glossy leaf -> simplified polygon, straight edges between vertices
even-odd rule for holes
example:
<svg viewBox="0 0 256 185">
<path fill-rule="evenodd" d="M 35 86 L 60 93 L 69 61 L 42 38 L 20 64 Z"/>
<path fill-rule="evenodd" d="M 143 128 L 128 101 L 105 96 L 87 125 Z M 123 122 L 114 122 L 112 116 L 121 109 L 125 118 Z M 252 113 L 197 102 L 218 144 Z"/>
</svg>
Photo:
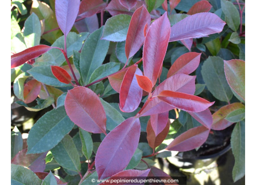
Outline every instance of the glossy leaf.
<svg viewBox="0 0 256 185">
<path fill-rule="evenodd" d="M 221 107 L 212 115 L 213 122 L 212 129 L 223 130 L 233 124 L 225 118 L 231 112 L 240 108 L 245 108 L 244 105 L 240 103 L 234 103 Z"/>
<path fill-rule="evenodd" d="M 129 169 L 125 170 L 117 173 L 115 175 L 112 176 L 109 179 L 109 181 L 116 181 L 120 179 L 120 177 L 125 177 L 126 179 L 137 180 L 138 181 L 144 180 L 146 179 L 148 176 L 148 173 L 150 171 L 150 169 L 145 170 L 140 170 L 135 169 Z M 137 182 L 139 183 L 139 182 Z M 109 182 L 104 182 L 99 184 L 100 185 L 108 184 Z M 118 183 L 120 184 L 125 184 Z M 125 183 L 126 184 L 126 183 Z"/>
<path fill-rule="evenodd" d="M 79 128 L 79 135 L 82 142 L 82 151 L 87 160 L 89 160 L 93 148 L 92 137 L 87 131 L 81 128 Z"/>
<path fill-rule="evenodd" d="M 43 172 L 45 168 L 45 159 L 47 152 L 26 155 L 27 149 L 20 151 L 12 160 L 12 164 L 20 165 L 34 172 Z"/>
<path fill-rule="evenodd" d="M 224 64 L 221 58 L 209 57 L 204 62 L 201 73 L 207 88 L 213 96 L 221 101 L 228 102 L 233 93 L 226 79 Z"/>
<path fill-rule="evenodd" d="M 193 5 L 188 11 L 187 14 L 193 15 L 198 13 L 208 12 L 212 7 L 210 3 L 206 0 L 198 1 Z"/>
<path fill-rule="evenodd" d="M 201 53 L 191 52 L 183 54 L 172 65 L 168 71 L 167 78 L 175 74 L 189 74 L 196 70 L 200 62 Z"/>
<path fill-rule="evenodd" d="M 157 97 L 178 108 L 195 112 L 201 112 L 214 103 L 193 95 L 171 91 L 162 91 Z"/>
<path fill-rule="evenodd" d="M 165 55 L 171 33 L 170 22 L 166 12 L 153 22 L 148 31 L 143 50 L 144 74 L 156 82 Z"/>
<path fill-rule="evenodd" d="M 139 120 L 132 117 L 106 136 L 99 147 L 95 158 L 95 166 L 100 179 L 124 169 L 137 148 L 140 135 Z"/>
<path fill-rule="evenodd" d="M 75 172 L 80 172 L 81 165 L 78 153 L 69 135 L 66 135 L 51 151 L 55 160 L 62 167 Z"/>
<path fill-rule="evenodd" d="M 107 4 L 102 0 L 83 0 L 78 15 L 80 17 L 88 17 L 104 10 Z"/>
<path fill-rule="evenodd" d="M 224 61 L 226 78 L 230 87 L 245 100 L 245 63 L 241 60 Z"/>
<path fill-rule="evenodd" d="M 151 121 L 151 119 L 148 120 L 147 126 L 147 139 L 148 142 L 148 145 L 152 148 L 155 149 L 160 145 L 165 139 L 169 132 L 170 124 L 169 121 L 167 122 L 166 125 L 164 129 L 156 136 L 156 134 L 152 127 Z"/>
<path fill-rule="evenodd" d="M 232 173 L 234 182 L 243 177 L 245 173 L 245 122 L 242 121 L 236 124 L 231 135 L 231 148 L 235 157 Z"/>
<path fill-rule="evenodd" d="M 11 159 L 12 159 L 14 156 L 20 151 L 22 150 L 23 140 L 21 133 L 18 129 L 16 126 L 11 132 Z"/>
<path fill-rule="evenodd" d="M 75 23 L 80 5 L 80 0 L 55 0 L 57 21 L 65 37 Z"/>
<path fill-rule="evenodd" d="M 148 92 L 151 92 L 153 85 L 150 79 L 145 76 L 135 75 L 138 84 L 140 88 Z"/>
<path fill-rule="evenodd" d="M 24 102 L 28 103 L 37 97 L 41 91 L 41 83 L 36 80 L 31 80 L 24 86 Z"/>
<path fill-rule="evenodd" d="M 142 97 L 142 89 L 139 86 L 136 74 L 141 75 L 142 72 L 133 65 L 126 71 L 120 88 L 120 109 L 123 112 L 131 112 L 139 107 Z"/>
<path fill-rule="evenodd" d="M 129 11 L 137 4 L 136 0 L 119 0 L 119 2 L 121 4 L 127 8 Z"/>
<path fill-rule="evenodd" d="M 54 76 L 61 82 L 69 84 L 71 82 L 71 77 L 65 69 L 56 66 L 51 66 Z"/>
<path fill-rule="evenodd" d="M 68 91 L 65 108 L 70 119 L 81 128 L 106 133 L 106 114 L 99 97 L 91 89 L 77 87 Z"/>
<path fill-rule="evenodd" d="M 108 19 L 101 39 L 113 42 L 125 40 L 131 18 L 129 15 L 121 14 Z"/>
<path fill-rule="evenodd" d="M 101 65 L 108 50 L 109 42 L 100 39 L 103 28 L 103 26 L 90 34 L 82 49 L 80 67 L 85 85 L 88 83 L 94 70 Z"/>
<path fill-rule="evenodd" d="M 204 126 L 189 129 L 175 139 L 165 149 L 184 152 L 194 149 L 206 141 L 209 132 L 210 130 Z"/>
<path fill-rule="evenodd" d="M 50 150 L 73 126 L 74 123 L 67 115 L 63 107 L 48 112 L 30 130 L 27 153 L 41 153 Z"/>
<path fill-rule="evenodd" d="M 11 184 L 41 184 L 42 180 L 31 170 L 19 165 L 11 164 Z"/>
<path fill-rule="evenodd" d="M 132 57 L 140 49 L 145 40 L 144 28 L 150 25 L 150 15 L 144 6 L 138 8 L 132 15 L 125 42 L 127 58 Z"/>
<path fill-rule="evenodd" d="M 225 24 L 225 22 L 213 13 L 197 13 L 186 17 L 172 27 L 169 42 L 202 37 L 220 33 Z"/>
<path fill-rule="evenodd" d="M 226 21 L 230 28 L 236 32 L 240 24 L 239 13 L 233 4 L 229 1 L 221 0 L 221 9 L 226 18 Z"/>
<path fill-rule="evenodd" d="M 52 48 L 46 45 L 39 45 L 27 49 L 11 56 L 11 68 L 17 67 L 29 60 L 39 57 L 51 49 Z"/>
</svg>

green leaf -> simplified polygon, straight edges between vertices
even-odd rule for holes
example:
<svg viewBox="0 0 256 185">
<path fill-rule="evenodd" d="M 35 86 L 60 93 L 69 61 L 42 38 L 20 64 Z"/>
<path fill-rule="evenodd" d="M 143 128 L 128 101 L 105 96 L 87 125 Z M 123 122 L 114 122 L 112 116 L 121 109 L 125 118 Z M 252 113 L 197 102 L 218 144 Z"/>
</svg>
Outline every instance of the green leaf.
<svg viewBox="0 0 256 185">
<path fill-rule="evenodd" d="M 231 1 L 221 0 L 222 11 L 226 17 L 226 22 L 230 28 L 236 32 L 240 24 L 240 17 L 237 9 Z"/>
<path fill-rule="evenodd" d="M 65 87 L 70 86 L 60 82 L 52 74 L 50 66 L 34 67 L 28 73 L 37 81 L 46 85 L 55 87 Z"/>
<path fill-rule="evenodd" d="M 11 184 L 41 184 L 42 180 L 31 170 L 19 165 L 11 164 Z"/>
<path fill-rule="evenodd" d="M 195 92 L 194 95 L 197 96 L 200 94 L 201 92 L 204 90 L 205 87 L 205 84 L 200 84 L 200 83 L 197 83 L 196 84 L 196 91 Z"/>
<path fill-rule="evenodd" d="M 63 168 L 79 172 L 80 159 L 76 146 L 68 134 L 51 150 L 56 161 Z"/>
<path fill-rule="evenodd" d="M 125 55 L 125 42 L 124 41 L 117 42 L 116 48 L 116 57 L 120 62 L 124 63 L 125 63 L 127 59 Z M 132 58 L 129 58 L 127 62 L 127 65 L 129 65 Z"/>
<path fill-rule="evenodd" d="M 243 177 L 245 173 L 245 128 L 244 121 L 237 123 L 231 135 L 231 148 L 235 157 L 232 176 L 235 182 Z"/>
<path fill-rule="evenodd" d="M 104 26 L 91 34 L 84 42 L 80 57 L 80 67 L 84 85 L 87 84 L 94 70 L 103 62 L 109 42 L 100 39 Z"/>
<path fill-rule="evenodd" d="M 115 73 L 120 69 L 120 63 L 109 62 L 100 66 L 92 74 L 89 83 L 90 83 Z"/>
<path fill-rule="evenodd" d="M 89 32 L 81 33 L 77 34 L 75 32 L 69 32 L 67 37 L 67 50 L 68 57 L 72 56 L 73 51 L 78 51 L 81 49 L 83 43 L 89 35 Z M 52 47 L 64 48 L 64 36 L 56 40 L 52 45 Z M 66 59 L 62 52 L 59 49 L 51 49 L 42 56 L 38 58 L 34 64 L 35 66 L 54 65 L 60 66 Z"/>
<path fill-rule="evenodd" d="M 29 77 L 28 74 L 25 73 L 21 73 L 15 78 L 13 82 L 13 92 L 19 99 L 24 100 L 23 91 L 24 83 Z"/>
<path fill-rule="evenodd" d="M 48 97 L 45 99 L 37 98 L 36 100 L 37 104 L 31 107 L 29 107 L 28 105 L 21 101 L 17 101 L 16 103 L 20 105 L 24 106 L 29 111 L 35 112 L 37 112 L 48 107 L 54 103 L 54 99 L 51 96 Z"/>
<path fill-rule="evenodd" d="M 42 185 L 57 185 L 57 184 L 55 177 L 51 171 L 42 182 Z"/>
<path fill-rule="evenodd" d="M 50 150 L 71 130 L 74 125 L 64 106 L 48 112 L 38 120 L 29 131 L 27 153 L 43 153 Z"/>
<path fill-rule="evenodd" d="M 24 40 L 28 48 L 39 45 L 41 39 L 41 23 L 34 13 L 29 16 L 24 24 Z"/>
<path fill-rule="evenodd" d="M 139 164 L 142 157 L 142 151 L 139 148 L 136 149 L 130 162 L 125 168 L 126 170 L 133 169 Z"/>
<path fill-rule="evenodd" d="M 82 142 L 82 151 L 87 160 L 91 158 L 93 148 L 92 136 L 87 131 L 79 128 L 79 135 Z"/>
<path fill-rule="evenodd" d="M 217 57 L 209 57 L 204 62 L 201 73 L 208 89 L 216 98 L 228 102 L 233 93 L 224 72 L 223 60 Z"/>
<path fill-rule="evenodd" d="M 111 131 L 124 121 L 124 118 L 116 109 L 100 98 L 107 116 L 107 129 Z"/>
<path fill-rule="evenodd" d="M 11 159 L 20 151 L 22 150 L 23 146 L 23 140 L 22 139 L 21 133 L 15 126 L 11 132 Z"/>
<path fill-rule="evenodd" d="M 113 16 L 107 21 L 101 39 L 113 42 L 126 40 L 128 28 L 132 17 L 125 14 Z"/>
<path fill-rule="evenodd" d="M 239 108 L 229 114 L 225 119 L 231 123 L 236 123 L 242 120 L 245 118 L 245 110 Z"/>
</svg>

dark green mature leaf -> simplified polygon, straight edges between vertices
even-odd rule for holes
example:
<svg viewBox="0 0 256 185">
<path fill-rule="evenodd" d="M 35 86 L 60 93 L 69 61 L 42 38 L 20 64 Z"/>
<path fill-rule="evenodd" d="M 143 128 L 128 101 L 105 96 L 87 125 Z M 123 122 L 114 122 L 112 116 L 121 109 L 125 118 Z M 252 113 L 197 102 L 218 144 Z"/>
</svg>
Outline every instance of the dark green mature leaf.
<svg viewBox="0 0 256 185">
<path fill-rule="evenodd" d="M 28 48 L 39 45 L 41 39 L 41 23 L 34 13 L 27 19 L 24 25 L 24 40 Z"/>
<path fill-rule="evenodd" d="M 55 87 L 65 87 L 71 85 L 60 82 L 52 74 L 50 66 L 35 67 L 28 71 L 37 81 L 46 85 Z"/>
<path fill-rule="evenodd" d="M 230 28 L 236 32 L 240 24 L 239 13 L 234 4 L 229 1 L 221 0 L 221 8 L 226 17 L 226 22 Z"/>
<path fill-rule="evenodd" d="M 89 32 L 81 33 L 77 34 L 75 32 L 69 33 L 67 37 L 67 50 L 68 57 L 73 54 L 73 51 L 79 51 L 83 46 L 83 43 L 88 37 Z M 64 36 L 56 40 L 52 45 L 52 47 L 64 48 Z M 49 51 L 36 60 L 35 66 L 53 65 L 60 66 L 66 59 L 62 52 L 55 49 Z"/>
<path fill-rule="evenodd" d="M 87 160 L 89 160 L 92 153 L 93 148 L 92 137 L 88 132 L 80 128 L 79 135 L 83 146 L 82 151 Z"/>
<path fill-rule="evenodd" d="M 100 99 L 107 115 L 107 129 L 111 131 L 124 121 L 121 114 L 109 104 Z"/>
<path fill-rule="evenodd" d="M 42 180 L 31 170 L 19 165 L 11 164 L 11 184 L 41 184 Z"/>
<path fill-rule="evenodd" d="M 47 112 L 29 131 L 27 153 L 44 152 L 54 147 L 74 126 L 62 106 Z"/>
<path fill-rule="evenodd" d="M 120 69 L 120 63 L 112 62 L 101 65 L 92 73 L 89 83 L 92 82 L 115 73 Z"/>
<path fill-rule="evenodd" d="M 69 135 L 66 135 L 51 151 L 56 161 L 63 168 L 80 172 L 79 156 L 72 138 Z"/>
<path fill-rule="evenodd" d="M 130 16 L 125 14 L 117 15 L 109 18 L 105 24 L 101 38 L 114 42 L 125 40 L 131 18 Z"/>
<path fill-rule="evenodd" d="M 23 141 L 21 133 L 15 126 L 11 132 L 11 159 L 12 159 L 18 153 L 22 150 Z"/>
<path fill-rule="evenodd" d="M 228 102 L 233 93 L 224 72 L 223 60 L 217 57 L 209 57 L 202 66 L 201 73 L 208 89 L 217 99 Z"/>
<path fill-rule="evenodd" d="M 17 101 L 16 103 L 20 105 L 24 106 L 29 111 L 37 112 L 44 108 L 48 107 L 54 103 L 54 99 L 52 97 L 49 96 L 46 99 L 37 98 L 36 99 L 37 104 L 33 107 L 29 107 L 26 103 L 21 101 Z"/>
<path fill-rule="evenodd" d="M 91 34 L 82 49 L 80 67 L 84 85 L 88 83 L 91 75 L 101 65 L 108 50 L 109 41 L 100 39 L 103 28 L 102 26 Z"/>
<path fill-rule="evenodd" d="M 237 123 L 231 135 L 231 148 L 235 160 L 232 171 L 235 182 L 243 177 L 245 173 L 245 122 Z"/>
</svg>

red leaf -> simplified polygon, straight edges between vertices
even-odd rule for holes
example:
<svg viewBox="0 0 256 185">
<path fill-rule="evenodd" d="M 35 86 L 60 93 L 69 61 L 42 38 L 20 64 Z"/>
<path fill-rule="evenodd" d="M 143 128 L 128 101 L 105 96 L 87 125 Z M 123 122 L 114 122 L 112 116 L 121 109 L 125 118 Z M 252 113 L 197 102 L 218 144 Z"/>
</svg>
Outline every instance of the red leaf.
<svg viewBox="0 0 256 185">
<path fill-rule="evenodd" d="M 88 17 L 104 10 L 107 4 L 102 0 L 83 0 L 81 2 L 78 15 Z"/>
<path fill-rule="evenodd" d="M 210 3 L 205 0 L 202 0 L 193 5 L 188 11 L 187 14 L 193 15 L 198 13 L 208 12 L 212 7 Z"/>
<path fill-rule="evenodd" d="M 136 0 L 119 0 L 121 4 L 127 8 L 130 11 L 137 4 Z"/>
<path fill-rule="evenodd" d="M 176 137 L 165 149 L 184 152 L 194 149 L 206 141 L 209 132 L 209 130 L 203 126 L 193 128 Z"/>
<path fill-rule="evenodd" d="M 55 0 L 55 14 L 59 26 L 65 37 L 78 14 L 80 0 Z"/>
<path fill-rule="evenodd" d="M 142 46 L 145 40 L 144 29 L 146 25 L 150 25 L 151 21 L 150 15 L 144 5 L 138 8 L 132 15 L 125 42 L 127 58 L 134 55 Z"/>
<path fill-rule="evenodd" d="M 147 139 L 148 140 L 148 145 L 153 149 L 160 145 L 168 134 L 170 128 L 169 121 L 167 121 L 167 123 L 164 130 L 156 137 L 156 135 L 151 125 L 150 119 L 148 120 L 147 126 Z"/>
<path fill-rule="evenodd" d="M 23 96 L 25 103 L 31 103 L 37 97 L 41 91 L 41 83 L 36 80 L 28 82 L 24 86 Z"/>
<path fill-rule="evenodd" d="M 164 129 L 169 120 L 169 111 L 153 114 L 150 116 L 150 122 L 156 136 Z"/>
<path fill-rule="evenodd" d="M 163 91 L 157 97 L 172 106 L 195 112 L 201 112 L 214 103 L 193 95 L 171 91 Z"/>
<path fill-rule="evenodd" d="M 95 166 L 100 179 L 122 170 L 139 144 L 140 123 L 132 117 L 122 122 L 104 138 L 96 154 Z"/>
<path fill-rule="evenodd" d="M 46 45 L 39 45 L 12 55 L 11 56 L 11 68 L 14 68 L 22 65 L 28 60 L 39 57 L 52 48 Z"/>
<path fill-rule="evenodd" d="M 183 19 L 172 27 L 169 42 L 200 38 L 220 33 L 226 23 L 211 13 L 200 13 Z"/>
<path fill-rule="evenodd" d="M 47 152 L 26 155 L 27 151 L 26 149 L 19 152 L 11 163 L 25 167 L 34 172 L 43 172 L 45 168 L 45 159 Z"/>
<path fill-rule="evenodd" d="M 81 128 L 106 133 L 106 113 L 99 98 L 91 89 L 77 87 L 68 91 L 65 108 L 70 119 Z"/>
<path fill-rule="evenodd" d="M 201 53 L 191 52 L 183 54 L 179 57 L 171 67 L 167 78 L 175 74 L 189 74 L 198 67 Z"/>
<path fill-rule="evenodd" d="M 180 42 L 190 51 L 192 44 L 193 44 L 193 38 L 188 38 L 187 39 L 180 40 Z"/>
<path fill-rule="evenodd" d="M 116 181 L 120 180 L 120 177 L 125 177 L 126 180 L 132 180 L 133 179 L 137 179 L 137 180 L 144 180 L 146 179 L 147 176 L 148 176 L 148 173 L 150 171 L 150 169 L 147 169 L 146 170 L 137 170 L 135 169 L 129 169 L 125 170 L 120 172 L 112 176 L 108 179 L 109 181 Z M 127 184 L 126 182 L 119 182 L 117 183 L 119 185 L 123 185 Z M 107 182 L 100 184 L 100 185 L 104 184 L 109 184 L 109 182 Z"/>
<path fill-rule="evenodd" d="M 120 88 L 120 109 L 123 112 L 131 112 L 139 107 L 142 98 L 142 89 L 140 87 L 135 74 L 142 75 L 137 65 L 130 67 L 125 73 Z"/>
<path fill-rule="evenodd" d="M 166 12 L 151 24 L 147 33 L 143 50 L 144 74 L 156 82 L 165 55 L 171 33 L 170 21 Z"/>
<path fill-rule="evenodd" d="M 188 112 L 188 113 L 200 123 L 211 129 L 212 124 L 212 116 L 209 108 L 199 112 Z"/>
<path fill-rule="evenodd" d="M 68 84 L 71 82 L 71 77 L 65 69 L 60 67 L 51 66 L 52 72 L 56 78 L 61 82 Z"/>
<path fill-rule="evenodd" d="M 151 92 L 153 85 L 150 79 L 145 76 L 135 75 L 138 84 L 140 88 L 148 92 Z"/>
<path fill-rule="evenodd" d="M 108 78 L 111 86 L 119 93 L 120 92 L 120 88 L 122 85 L 122 82 L 124 79 L 127 69 L 128 69 L 125 70 L 118 71 L 114 74 L 108 76 Z"/>
<path fill-rule="evenodd" d="M 170 3 L 171 12 L 172 10 L 177 7 L 177 5 L 180 3 L 180 0 L 169 0 L 169 3 Z"/>
<path fill-rule="evenodd" d="M 162 82 L 152 93 L 152 96 L 158 95 L 165 90 L 194 94 L 196 89 L 196 77 L 184 74 L 172 76 Z M 175 107 L 163 102 L 157 98 L 154 98 L 141 111 L 140 116 L 146 116 L 169 111 Z"/>
<path fill-rule="evenodd" d="M 47 175 L 49 174 L 49 173 L 47 172 L 35 172 L 35 173 L 36 175 L 37 176 L 38 178 L 39 178 L 41 180 L 43 180 L 44 179 L 44 178 L 45 178 L 45 177 L 46 177 Z M 65 185 L 66 184 L 68 184 L 68 182 L 63 182 L 59 179 L 56 177 L 55 176 L 54 176 L 54 177 L 55 177 L 55 179 L 57 181 L 57 184 Z"/>
<path fill-rule="evenodd" d="M 220 130 L 228 127 L 233 123 L 225 119 L 227 116 L 235 110 L 244 108 L 244 106 L 240 103 L 234 103 L 222 107 L 212 115 L 213 121 L 212 129 Z"/>
</svg>

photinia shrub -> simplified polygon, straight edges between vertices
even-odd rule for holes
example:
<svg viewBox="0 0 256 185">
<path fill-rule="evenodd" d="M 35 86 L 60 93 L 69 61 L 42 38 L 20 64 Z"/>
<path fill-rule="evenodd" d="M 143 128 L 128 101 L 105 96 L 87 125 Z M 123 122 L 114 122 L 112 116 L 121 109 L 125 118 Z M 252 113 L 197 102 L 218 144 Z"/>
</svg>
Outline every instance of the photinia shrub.
<svg viewBox="0 0 256 185">
<path fill-rule="evenodd" d="M 27 146 L 11 132 L 12 183 L 169 176 L 155 158 L 198 149 L 234 123 L 233 178 L 244 176 L 241 1 L 34 0 L 19 22 L 24 1 L 11 2 L 13 91 L 47 111 Z"/>
</svg>

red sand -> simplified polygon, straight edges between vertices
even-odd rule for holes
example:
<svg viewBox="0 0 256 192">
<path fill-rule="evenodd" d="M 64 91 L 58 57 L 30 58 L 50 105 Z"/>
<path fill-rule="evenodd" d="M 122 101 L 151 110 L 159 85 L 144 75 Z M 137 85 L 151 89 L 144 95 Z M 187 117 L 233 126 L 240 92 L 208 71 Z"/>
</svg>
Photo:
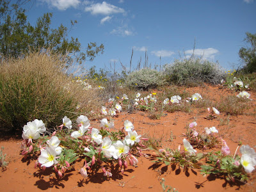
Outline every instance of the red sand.
<svg viewBox="0 0 256 192">
<path fill-rule="evenodd" d="M 211 86 L 191 90 L 195 93 L 211 96 L 213 99 L 217 99 L 220 95 L 231 94 L 227 90 Z M 256 94 L 250 93 L 250 98 L 253 99 L 250 111 L 255 114 Z M 226 140 L 232 154 L 239 141 L 255 148 L 255 115 L 231 116 L 229 124 L 223 125 L 220 125 L 220 120 L 227 119 L 225 114 L 221 113 L 218 118 L 212 120 L 205 120 L 204 117 L 206 115 L 206 109 L 195 110 L 193 113 L 168 113 L 162 116 L 161 120 L 150 120 L 147 117 L 147 113 L 139 111 L 136 114 L 122 113 L 115 118 L 115 125 L 116 128 L 121 127 L 127 119 L 134 124 L 134 129 L 140 134 L 163 138 L 163 143 L 166 147 L 176 148 L 179 144 L 182 144 L 184 136 L 182 134 L 185 132 L 184 127 L 196 118 L 198 124 L 196 130 L 202 132 L 205 127 L 216 127 Z M 99 122 L 91 123 L 93 126 L 99 127 Z M 168 140 L 171 131 L 175 136 L 172 142 Z M 129 166 L 124 175 L 113 174 L 113 177 L 108 180 L 104 180 L 102 173 L 83 179 L 79 172 L 83 161 L 76 162 L 74 168 L 66 172 L 62 179 L 58 180 L 51 170 L 47 170 L 42 173 L 35 169 L 35 161 L 22 162 L 22 156 L 20 154 L 21 141 L 21 139 L 0 141 L 0 147 L 4 147 L 3 153 L 7 154 L 7 161 L 10 162 L 6 170 L 0 171 L 1 191 L 162 191 L 159 182 L 161 178 L 165 179 L 166 185 L 175 188 L 179 191 L 256 191 L 256 172 L 253 172 L 252 179 L 247 184 L 232 186 L 222 178 L 204 177 L 197 170 L 189 169 L 188 172 L 184 172 L 178 167 L 167 166 L 164 164 L 156 166 L 150 159 L 150 154 L 152 152 L 150 150 L 144 151 L 145 154 L 148 154 L 148 157 L 140 157 L 138 167 Z"/>
</svg>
# # #
- [Short exercise]
Reproduce the records from the line containing "red sand ->" through the end of the records, inclusive, shifting every number in the answers (the viewBox values and the path coordinates) up by 53 and keeping the requests and their sample outlines unchanged. Leave the pictures out.

- [Response to this task]
red sand -> simplified polygon, straight edges between vertices
even-odd rule for holes
example:
<svg viewBox="0 0 256 192">
<path fill-rule="evenodd" d="M 64 91 L 58 57 L 30 58 L 50 105 Z"/>
<path fill-rule="evenodd" d="M 122 101 L 151 110 L 159 85 L 144 75 Z M 137 85 L 151 89 L 144 95 Z M 187 117 L 233 126 L 240 92 L 208 71 Z"/>
</svg>
Photo:
Outline every instance of the red sand.
<svg viewBox="53 53 309 245">
<path fill-rule="evenodd" d="M 264 139 L 244 143 L 248 146 L 264 149 L 266 152 L 270 152 L 273 148 L 284 147 L 280 143 Z M 309 147 L 303 146 L 303 151 L 306 152 L 303 164 L 308 167 Z M 279 193 L 285 207 L 292 194 L 308 201 L 308 168 L 284 169 L 282 177 L 276 178 L 273 178 L 273 173 L 280 172 L 278 167 L 274 166 L 271 171 L 265 173 L 258 173 L 257 170 L 259 168 L 259 162 L 248 163 L 246 166 L 221 166 L 215 169 L 214 173 L 203 173 L 200 170 L 200 166 L 192 164 L 189 167 L 175 166 L 168 171 L 168 178 L 169 181 L 174 180 L 180 172 L 187 177 L 187 182 L 193 187 L 216 191 L 216 196 L 219 200 L 229 201 L 232 197 L 235 197 L 237 189 L 235 187 L 238 185 L 237 180 L 249 171 L 251 177 L 249 183 L 255 185 L 258 180 L 269 180 Z M 152 175 L 144 176 L 146 179 L 152 180 Z M 221 193 L 224 184 L 228 189 L 225 195 Z M 182 219 L 177 228 L 166 227 L 166 230 L 161 233 L 157 233 L 155 226 L 136 232 L 132 225 L 136 214 L 129 215 L 127 221 L 119 225 L 115 232 L 111 233 L 104 223 L 100 223 L 95 226 L 88 222 L 88 214 L 75 215 L 75 209 L 73 207 L 74 194 L 74 192 L 53 194 L 53 200 L 57 200 L 56 206 L 60 207 L 60 214 L 63 215 L 59 223 L 53 224 L 54 244 L 215 244 L 212 235 L 214 231 L 218 232 L 219 238 L 228 241 L 232 244 L 309 244 L 309 225 L 306 225 L 305 232 L 300 237 L 285 239 L 275 231 L 257 230 L 250 223 L 242 222 L 241 225 L 237 225 L 231 220 L 220 219 L 217 217 L 209 219 L 203 212 L 203 207 L 205 205 L 203 203 L 197 204 L 198 207 L 201 207 L 201 210 L 193 210 L 191 220 Z"/>
</svg>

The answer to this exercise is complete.